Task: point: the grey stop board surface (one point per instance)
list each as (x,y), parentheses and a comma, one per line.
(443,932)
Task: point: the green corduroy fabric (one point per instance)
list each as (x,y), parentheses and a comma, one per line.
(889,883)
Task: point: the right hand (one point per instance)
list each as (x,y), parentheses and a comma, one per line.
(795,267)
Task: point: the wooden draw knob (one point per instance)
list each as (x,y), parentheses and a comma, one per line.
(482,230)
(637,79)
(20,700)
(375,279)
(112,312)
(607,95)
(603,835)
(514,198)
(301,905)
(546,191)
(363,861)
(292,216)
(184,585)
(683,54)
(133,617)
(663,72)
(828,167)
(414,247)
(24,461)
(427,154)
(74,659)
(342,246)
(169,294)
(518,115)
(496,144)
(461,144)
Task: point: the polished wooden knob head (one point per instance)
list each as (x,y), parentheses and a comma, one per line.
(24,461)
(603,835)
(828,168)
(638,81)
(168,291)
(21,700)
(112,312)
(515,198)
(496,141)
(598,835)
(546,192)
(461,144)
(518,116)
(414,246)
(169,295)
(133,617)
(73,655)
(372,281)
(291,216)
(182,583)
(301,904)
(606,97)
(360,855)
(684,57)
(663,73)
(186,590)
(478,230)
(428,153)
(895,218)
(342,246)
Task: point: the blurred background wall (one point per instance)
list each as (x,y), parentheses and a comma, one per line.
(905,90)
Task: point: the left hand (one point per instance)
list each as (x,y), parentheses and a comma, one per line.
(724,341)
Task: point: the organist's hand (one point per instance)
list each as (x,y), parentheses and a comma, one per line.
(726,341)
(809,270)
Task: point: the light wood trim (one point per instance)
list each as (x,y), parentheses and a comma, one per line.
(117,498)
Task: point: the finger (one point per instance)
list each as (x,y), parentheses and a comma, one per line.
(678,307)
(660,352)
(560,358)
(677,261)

========================================================================

--- Task to complete ---
Update all the lines above by replacing "wooden draw knob" with "wooden stop knob". Leave everything else unchanged.

--- Task response ---
Task: point: the grey stop board surface (one point per instance)
list each as (x,y), parentheses and a comma, one per line.
(443,932)
Task: point: the green corduroy fabric (one point per instance)
list each as (x,y), parentheses and a comma, one per line.
(889,883)
Task: point: the right hand (one point per instance)
list each as (x,y), parentheses and a comma, one per line.
(795,267)
Task: point: the wooden stop knob (one point per instance)
list each as (x,y), parentheses and a comma, one per line.
(482,230)
(637,79)
(20,700)
(375,279)
(112,312)
(607,95)
(603,835)
(514,198)
(301,905)
(546,191)
(363,861)
(292,216)
(184,585)
(683,54)
(133,617)
(663,72)
(828,167)
(414,247)
(24,461)
(427,154)
(74,659)
(342,246)
(169,294)
(518,115)
(496,144)
(461,144)
Task: point: the polished wooden knob head (one point per instance)
list each as (x,y), parentheses and a comma, one per line.
(24,461)
(603,835)
(828,168)
(638,81)
(168,291)
(21,700)
(112,312)
(515,198)
(496,141)
(598,835)
(546,192)
(461,144)
(518,116)
(414,246)
(169,295)
(133,617)
(73,655)
(372,281)
(291,216)
(182,583)
(301,904)
(606,97)
(360,855)
(684,57)
(663,73)
(186,590)
(478,230)
(428,153)
(895,218)
(342,246)
Task: point: the blurred background wall (one point per instance)
list each as (x,y), parentheses and a comma, one per line.
(905,90)
Task: point: the left hand (one point per instance)
list each as (x,y), parentheses and a comma, one per line.
(724,341)
Task: point: the organist's hand (one point per instance)
list each as (x,y), parentheses and a comma, one per line.
(726,341)
(809,270)
Task: point: the light wood trim (one point per instance)
list each as (x,y), parentheses and a comma, one per line.
(117,498)
Task: point: the finger (one point per instance)
list each as (x,y), parentheses and a comma, one per line.
(678,307)
(660,352)
(560,358)
(677,261)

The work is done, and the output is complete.